# Exercises:
• A. According to the library overview, which protocol lets the node send messages based on the user-supplied Encoder?
• B. Output the library overview word for word from "1. define a" up to and including "as you like)".

# Extract provided:

----

The core library only provides the most basic functionalities like starting, ending and maintaining connections; the rest is up to a few low-level, opt-in protocols:

  • Handshake requires connections to adhere to a handshake protocol before finalizing connections
  • Reading enables the node to receive messages based on the user-supplied Decoder
  • Writing enables the node to send messages based on the user-supplied Encoder
  • Disconnect allows the node to perform specified actions whenever a peer disconnects

goals

  • small, simple, non-framework codebase: the entire library is ~1k LOC and there are few dependencies
  • ease of use: few objects and traits, no "turboeels" or generics/references that would force all parent objects to adapt
  • correctness: builds with stable Rust, there is no unsafe code, there's more code in tests than in the actual library
  • low-level oriented: the user has full control over all connections and every byte sent or received
  • good performance: over 10GB/s in favorable scenarios, small memory footprint

how to use it

  1. define a clonable struct containing a Node and any extra state you'd like to carry
  2. implement the trivial Pea2Pea trait for it
  3. make it implement any/all of the protocols
  4. create that struct (or as many of them as you like)

----

# Collected data:
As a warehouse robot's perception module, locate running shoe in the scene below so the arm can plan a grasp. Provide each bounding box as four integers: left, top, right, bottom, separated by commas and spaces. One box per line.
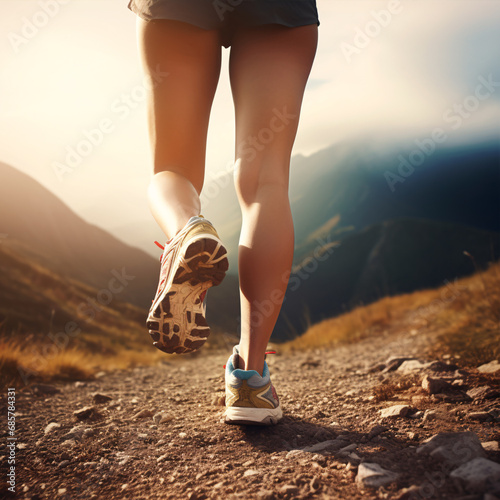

----

# Task responses:
• A. Writing

• B.
1. define a clonable struct containing a Node and any extra state you'd like to carry
  2. implement the trivial Pea2Pea trait for it
  3. make it implement any/all of the protocols
  4. create that struct (or as many of them as you like)